(Extracted data entries)
______________________________

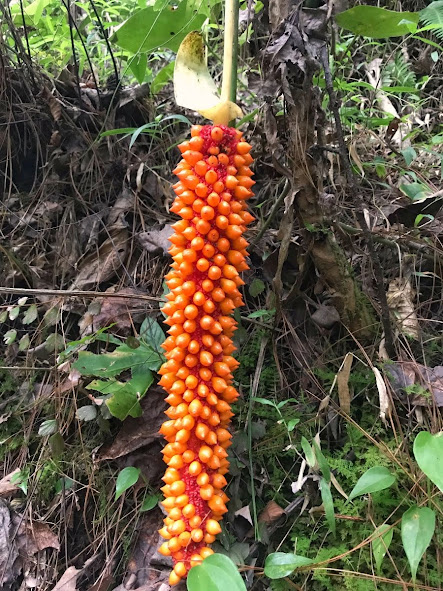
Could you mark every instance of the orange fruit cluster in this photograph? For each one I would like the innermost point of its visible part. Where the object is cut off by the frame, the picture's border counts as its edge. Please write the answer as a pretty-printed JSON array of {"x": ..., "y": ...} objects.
[{"x": 208, "y": 249}]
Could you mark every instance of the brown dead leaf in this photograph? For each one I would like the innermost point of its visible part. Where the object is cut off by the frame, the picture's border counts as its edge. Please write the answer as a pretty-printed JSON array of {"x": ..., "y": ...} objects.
[
  {"x": 146, "y": 565},
  {"x": 121, "y": 311},
  {"x": 405, "y": 374},
  {"x": 156, "y": 241},
  {"x": 271, "y": 513},
  {"x": 68, "y": 581},
  {"x": 138, "y": 432},
  {"x": 103, "y": 265},
  {"x": 10, "y": 565},
  {"x": 384, "y": 400},
  {"x": 344, "y": 394},
  {"x": 6, "y": 486},
  {"x": 43, "y": 536},
  {"x": 400, "y": 299}
]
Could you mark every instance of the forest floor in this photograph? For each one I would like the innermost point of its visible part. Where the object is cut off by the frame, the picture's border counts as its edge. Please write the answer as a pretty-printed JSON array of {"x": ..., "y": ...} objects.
[{"x": 84, "y": 227}]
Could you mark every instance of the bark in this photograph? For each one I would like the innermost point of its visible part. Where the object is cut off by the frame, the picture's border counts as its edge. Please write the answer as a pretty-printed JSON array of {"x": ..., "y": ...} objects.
[{"x": 327, "y": 255}]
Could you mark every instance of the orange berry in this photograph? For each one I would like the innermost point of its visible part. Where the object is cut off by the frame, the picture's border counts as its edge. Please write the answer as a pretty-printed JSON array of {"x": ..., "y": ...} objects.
[
  {"x": 195, "y": 467},
  {"x": 217, "y": 134},
  {"x": 207, "y": 212},
  {"x": 243, "y": 148},
  {"x": 213, "y": 235},
  {"x": 197, "y": 535},
  {"x": 218, "y": 186},
  {"x": 206, "y": 358},
  {"x": 212, "y": 526},
  {"x": 201, "y": 190},
  {"x": 205, "y": 453},
  {"x": 202, "y": 479},
  {"x": 200, "y": 168},
  {"x": 208, "y": 250},
  {"x": 213, "y": 199},
  {"x": 203, "y": 265}
]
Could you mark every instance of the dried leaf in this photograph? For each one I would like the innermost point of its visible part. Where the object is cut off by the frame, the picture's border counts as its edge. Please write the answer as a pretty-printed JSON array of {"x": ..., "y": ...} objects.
[
  {"x": 400, "y": 298},
  {"x": 404, "y": 375},
  {"x": 6, "y": 486},
  {"x": 121, "y": 311},
  {"x": 344, "y": 395},
  {"x": 245, "y": 512},
  {"x": 384, "y": 401},
  {"x": 271, "y": 513},
  {"x": 194, "y": 87},
  {"x": 68, "y": 581},
  {"x": 43, "y": 536},
  {"x": 103, "y": 265},
  {"x": 140, "y": 431},
  {"x": 156, "y": 241}
]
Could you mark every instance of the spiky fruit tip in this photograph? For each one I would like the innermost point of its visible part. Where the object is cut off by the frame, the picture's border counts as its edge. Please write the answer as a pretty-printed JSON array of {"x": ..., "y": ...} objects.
[{"x": 209, "y": 252}]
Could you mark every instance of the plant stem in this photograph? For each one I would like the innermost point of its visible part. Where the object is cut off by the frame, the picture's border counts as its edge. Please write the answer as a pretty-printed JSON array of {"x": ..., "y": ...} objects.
[{"x": 230, "y": 51}]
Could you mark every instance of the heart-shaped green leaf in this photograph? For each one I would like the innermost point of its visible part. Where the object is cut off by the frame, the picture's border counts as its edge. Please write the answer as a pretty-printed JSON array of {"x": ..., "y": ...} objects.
[
  {"x": 428, "y": 451},
  {"x": 373, "y": 480},
  {"x": 126, "y": 478},
  {"x": 380, "y": 543},
  {"x": 215, "y": 573},
  {"x": 281, "y": 564},
  {"x": 417, "y": 529}
]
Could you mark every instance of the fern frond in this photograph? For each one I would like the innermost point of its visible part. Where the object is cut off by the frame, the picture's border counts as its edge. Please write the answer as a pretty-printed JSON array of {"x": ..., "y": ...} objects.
[{"x": 432, "y": 16}]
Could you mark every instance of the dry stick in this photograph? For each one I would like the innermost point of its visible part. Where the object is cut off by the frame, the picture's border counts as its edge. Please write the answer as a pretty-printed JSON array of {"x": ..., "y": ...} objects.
[
  {"x": 385, "y": 316},
  {"x": 108, "y": 45},
  {"x": 76, "y": 293}
]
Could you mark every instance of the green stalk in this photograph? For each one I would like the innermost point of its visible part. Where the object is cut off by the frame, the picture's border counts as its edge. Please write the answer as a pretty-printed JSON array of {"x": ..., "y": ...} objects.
[{"x": 230, "y": 52}]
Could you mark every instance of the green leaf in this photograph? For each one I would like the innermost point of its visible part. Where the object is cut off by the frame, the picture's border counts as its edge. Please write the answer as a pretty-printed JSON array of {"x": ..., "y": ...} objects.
[
  {"x": 309, "y": 452},
  {"x": 149, "y": 503},
  {"x": 151, "y": 333},
  {"x": 126, "y": 478},
  {"x": 216, "y": 573},
  {"x": 415, "y": 191},
  {"x": 432, "y": 16},
  {"x": 281, "y": 564},
  {"x": 108, "y": 365},
  {"x": 417, "y": 529},
  {"x": 378, "y": 23},
  {"x": 264, "y": 401},
  {"x": 14, "y": 312},
  {"x": 428, "y": 451},
  {"x": 148, "y": 29},
  {"x": 409, "y": 154},
  {"x": 138, "y": 66},
  {"x": 162, "y": 78},
  {"x": 24, "y": 342},
  {"x": 373, "y": 480},
  {"x": 124, "y": 403},
  {"x": 256, "y": 288},
  {"x": 322, "y": 462},
  {"x": 291, "y": 424},
  {"x": 55, "y": 342},
  {"x": 328, "y": 503},
  {"x": 47, "y": 427},
  {"x": 381, "y": 541},
  {"x": 10, "y": 336},
  {"x": 30, "y": 314},
  {"x": 57, "y": 444},
  {"x": 86, "y": 413}
]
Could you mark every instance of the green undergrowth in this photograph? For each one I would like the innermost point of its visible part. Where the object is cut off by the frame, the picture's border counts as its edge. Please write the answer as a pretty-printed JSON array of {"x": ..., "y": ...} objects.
[{"x": 277, "y": 455}]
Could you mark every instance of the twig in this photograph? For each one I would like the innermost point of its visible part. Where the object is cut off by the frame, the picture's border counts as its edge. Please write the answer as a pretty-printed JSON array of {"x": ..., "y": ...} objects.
[
  {"x": 230, "y": 52},
  {"x": 108, "y": 45},
  {"x": 334, "y": 105},
  {"x": 273, "y": 211},
  {"x": 76, "y": 293}
]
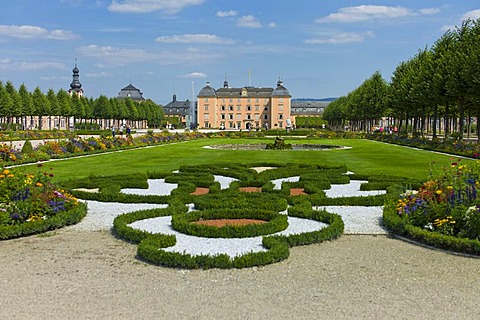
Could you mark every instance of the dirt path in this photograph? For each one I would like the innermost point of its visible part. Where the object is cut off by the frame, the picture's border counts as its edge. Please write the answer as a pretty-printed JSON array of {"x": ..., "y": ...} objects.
[{"x": 92, "y": 275}]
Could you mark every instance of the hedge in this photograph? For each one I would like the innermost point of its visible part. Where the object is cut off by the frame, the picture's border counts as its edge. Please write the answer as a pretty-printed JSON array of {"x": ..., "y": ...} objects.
[
  {"x": 275, "y": 222},
  {"x": 61, "y": 219},
  {"x": 401, "y": 227}
]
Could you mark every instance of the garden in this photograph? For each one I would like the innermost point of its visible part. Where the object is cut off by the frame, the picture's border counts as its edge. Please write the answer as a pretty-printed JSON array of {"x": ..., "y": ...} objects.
[{"x": 229, "y": 199}]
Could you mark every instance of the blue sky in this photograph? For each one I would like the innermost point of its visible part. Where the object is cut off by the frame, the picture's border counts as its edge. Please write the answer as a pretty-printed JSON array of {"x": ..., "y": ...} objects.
[{"x": 319, "y": 48}]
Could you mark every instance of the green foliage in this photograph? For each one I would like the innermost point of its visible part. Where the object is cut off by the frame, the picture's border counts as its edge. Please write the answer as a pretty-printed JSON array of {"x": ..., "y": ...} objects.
[{"x": 185, "y": 223}]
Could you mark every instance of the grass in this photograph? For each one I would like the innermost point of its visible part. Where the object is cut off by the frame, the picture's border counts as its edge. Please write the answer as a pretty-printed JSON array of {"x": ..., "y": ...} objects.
[{"x": 364, "y": 157}]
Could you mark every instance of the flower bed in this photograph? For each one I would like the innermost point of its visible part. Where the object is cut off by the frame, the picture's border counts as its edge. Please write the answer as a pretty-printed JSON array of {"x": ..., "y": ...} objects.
[
  {"x": 444, "y": 212},
  {"x": 31, "y": 204}
]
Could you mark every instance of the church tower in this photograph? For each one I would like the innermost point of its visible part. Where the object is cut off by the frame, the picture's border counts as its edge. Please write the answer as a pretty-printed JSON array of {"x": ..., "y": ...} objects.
[{"x": 76, "y": 86}]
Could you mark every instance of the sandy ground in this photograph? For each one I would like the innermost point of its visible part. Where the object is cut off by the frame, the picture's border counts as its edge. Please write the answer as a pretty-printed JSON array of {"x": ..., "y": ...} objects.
[{"x": 69, "y": 274}]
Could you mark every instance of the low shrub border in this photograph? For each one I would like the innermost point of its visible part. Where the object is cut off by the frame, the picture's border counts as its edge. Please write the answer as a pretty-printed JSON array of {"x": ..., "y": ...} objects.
[
  {"x": 275, "y": 223},
  {"x": 60, "y": 220},
  {"x": 401, "y": 227}
]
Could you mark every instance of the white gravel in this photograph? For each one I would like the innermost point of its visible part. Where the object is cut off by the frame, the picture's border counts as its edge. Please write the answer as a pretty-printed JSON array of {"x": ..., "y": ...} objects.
[
  {"x": 357, "y": 219},
  {"x": 351, "y": 190},
  {"x": 278, "y": 182},
  {"x": 224, "y": 181}
]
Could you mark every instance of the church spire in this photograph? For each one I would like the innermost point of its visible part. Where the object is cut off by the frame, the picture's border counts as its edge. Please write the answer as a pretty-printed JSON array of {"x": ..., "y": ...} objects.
[{"x": 76, "y": 86}]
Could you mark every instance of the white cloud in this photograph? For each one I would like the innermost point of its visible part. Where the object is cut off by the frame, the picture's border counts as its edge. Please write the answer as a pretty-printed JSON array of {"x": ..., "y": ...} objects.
[
  {"x": 55, "y": 78},
  {"x": 372, "y": 12},
  {"x": 7, "y": 64},
  {"x": 114, "y": 56},
  {"x": 229, "y": 13},
  {"x": 474, "y": 15},
  {"x": 144, "y": 6},
  {"x": 34, "y": 32},
  {"x": 102, "y": 74},
  {"x": 194, "y": 38},
  {"x": 429, "y": 11},
  {"x": 340, "y": 38},
  {"x": 248, "y": 22},
  {"x": 195, "y": 75}
]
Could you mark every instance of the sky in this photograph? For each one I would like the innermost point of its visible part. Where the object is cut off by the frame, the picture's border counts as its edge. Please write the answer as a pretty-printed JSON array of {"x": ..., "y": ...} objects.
[{"x": 318, "y": 48}]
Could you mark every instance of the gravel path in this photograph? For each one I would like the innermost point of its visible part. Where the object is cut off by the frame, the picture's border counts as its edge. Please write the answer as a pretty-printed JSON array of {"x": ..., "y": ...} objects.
[
  {"x": 83, "y": 272},
  {"x": 91, "y": 275}
]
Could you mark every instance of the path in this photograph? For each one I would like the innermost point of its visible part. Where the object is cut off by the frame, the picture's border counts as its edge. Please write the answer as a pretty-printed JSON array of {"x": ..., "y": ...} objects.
[{"x": 92, "y": 275}]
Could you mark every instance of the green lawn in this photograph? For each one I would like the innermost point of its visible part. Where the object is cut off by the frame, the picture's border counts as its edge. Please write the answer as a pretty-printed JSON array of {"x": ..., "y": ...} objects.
[{"x": 367, "y": 157}]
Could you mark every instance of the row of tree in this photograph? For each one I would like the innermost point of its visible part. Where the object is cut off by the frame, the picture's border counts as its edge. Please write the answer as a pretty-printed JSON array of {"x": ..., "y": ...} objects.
[
  {"x": 437, "y": 89},
  {"x": 18, "y": 105}
]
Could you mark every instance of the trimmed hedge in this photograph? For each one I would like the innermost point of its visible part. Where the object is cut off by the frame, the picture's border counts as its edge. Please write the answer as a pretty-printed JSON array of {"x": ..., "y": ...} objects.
[
  {"x": 401, "y": 227},
  {"x": 275, "y": 223},
  {"x": 60, "y": 220}
]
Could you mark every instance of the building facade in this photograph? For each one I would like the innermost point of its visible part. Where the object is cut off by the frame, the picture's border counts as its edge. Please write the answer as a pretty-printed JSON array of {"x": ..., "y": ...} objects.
[
  {"x": 131, "y": 92},
  {"x": 244, "y": 108},
  {"x": 185, "y": 111}
]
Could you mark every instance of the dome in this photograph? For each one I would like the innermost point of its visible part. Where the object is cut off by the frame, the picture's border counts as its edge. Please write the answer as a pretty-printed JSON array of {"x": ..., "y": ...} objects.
[
  {"x": 207, "y": 91},
  {"x": 280, "y": 90}
]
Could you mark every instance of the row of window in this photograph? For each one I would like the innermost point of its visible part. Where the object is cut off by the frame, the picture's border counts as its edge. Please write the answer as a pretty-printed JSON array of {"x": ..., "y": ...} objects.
[
  {"x": 248, "y": 100},
  {"x": 206, "y": 116},
  {"x": 239, "y": 108}
]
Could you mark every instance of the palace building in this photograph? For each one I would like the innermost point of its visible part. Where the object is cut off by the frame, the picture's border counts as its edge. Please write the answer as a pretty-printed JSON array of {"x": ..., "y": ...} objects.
[
  {"x": 185, "y": 111},
  {"x": 76, "y": 86},
  {"x": 131, "y": 92},
  {"x": 244, "y": 107}
]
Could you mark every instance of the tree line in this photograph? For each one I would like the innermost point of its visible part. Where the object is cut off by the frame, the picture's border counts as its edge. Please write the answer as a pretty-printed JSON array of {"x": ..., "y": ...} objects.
[
  {"x": 19, "y": 107},
  {"x": 435, "y": 92}
]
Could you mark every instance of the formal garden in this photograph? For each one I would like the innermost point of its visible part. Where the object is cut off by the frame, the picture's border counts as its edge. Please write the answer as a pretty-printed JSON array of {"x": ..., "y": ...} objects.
[{"x": 426, "y": 197}]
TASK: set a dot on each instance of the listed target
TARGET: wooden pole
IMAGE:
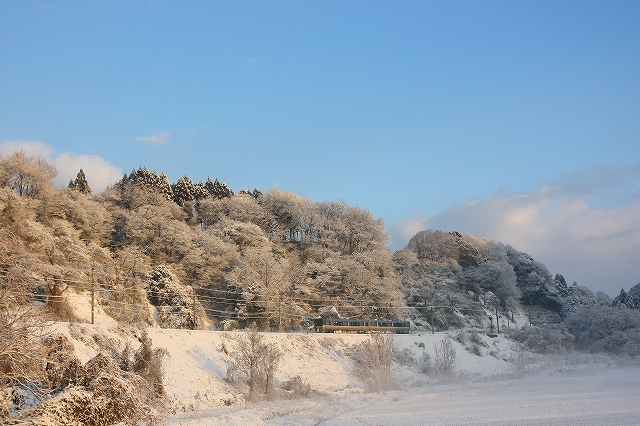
(93, 296)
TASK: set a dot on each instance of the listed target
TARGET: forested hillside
(194, 255)
(191, 254)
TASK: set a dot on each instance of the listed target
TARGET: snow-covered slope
(197, 361)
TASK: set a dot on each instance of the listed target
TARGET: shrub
(445, 356)
(373, 361)
(257, 361)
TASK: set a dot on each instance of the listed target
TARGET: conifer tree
(81, 183)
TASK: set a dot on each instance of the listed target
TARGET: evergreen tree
(81, 184)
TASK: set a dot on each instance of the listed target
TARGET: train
(330, 325)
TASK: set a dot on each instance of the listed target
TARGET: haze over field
(512, 121)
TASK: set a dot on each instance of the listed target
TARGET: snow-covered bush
(544, 339)
(605, 329)
(373, 361)
(297, 387)
(256, 361)
(101, 392)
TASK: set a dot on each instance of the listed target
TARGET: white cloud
(98, 171)
(31, 148)
(157, 138)
(571, 229)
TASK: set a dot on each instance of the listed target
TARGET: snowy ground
(553, 391)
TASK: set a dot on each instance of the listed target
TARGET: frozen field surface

______________________________

§ **Aim of the task**
Exact copies of the lines from the one containing "TARGET: forested hillside" through the final line of the records are all the answer should hold.

§ **Task solution**
TARGET: forested hillside
(194, 255)
(191, 254)
TASK: set a dot on each instance of the listed target
TARGET: snow-covered slope
(197, 361)
TASK: set a dot on each instance of the listed target
TARGET: shrub
(445, 356)
(373, 361)
(257, 361)
TASK: set a dot on each instance of the listed target
TARGET: conifer tree
(81, 183)
TASK: set a dot on each instance of the listed target
TARGET: evergreen tree
(81, 184)
TASK: set a dot on each instance of the listed target
TARGET: train
(330, 325)
TASK: set a dot on each instance of the listed target
TARGET: haze over field
(512, 121)
TASK: set a dot on each instance of the listed target
TARGET: snow-covered bush
(544, 339)
(605, 329)
(373, 361)
(297, 387)
(256, 361)
(101, 392)
TASK: set a dot on each instance of the listed target
TARGET: white cloud
(98, 171)
(31, 148)
(157, 138)
(571, 229)
TASK: set a dot on each instance of the listed target
TARGET: snowy ground
(553, 391)
TASK: set a dot on each instance of the listed target
TARGET: frozen field surface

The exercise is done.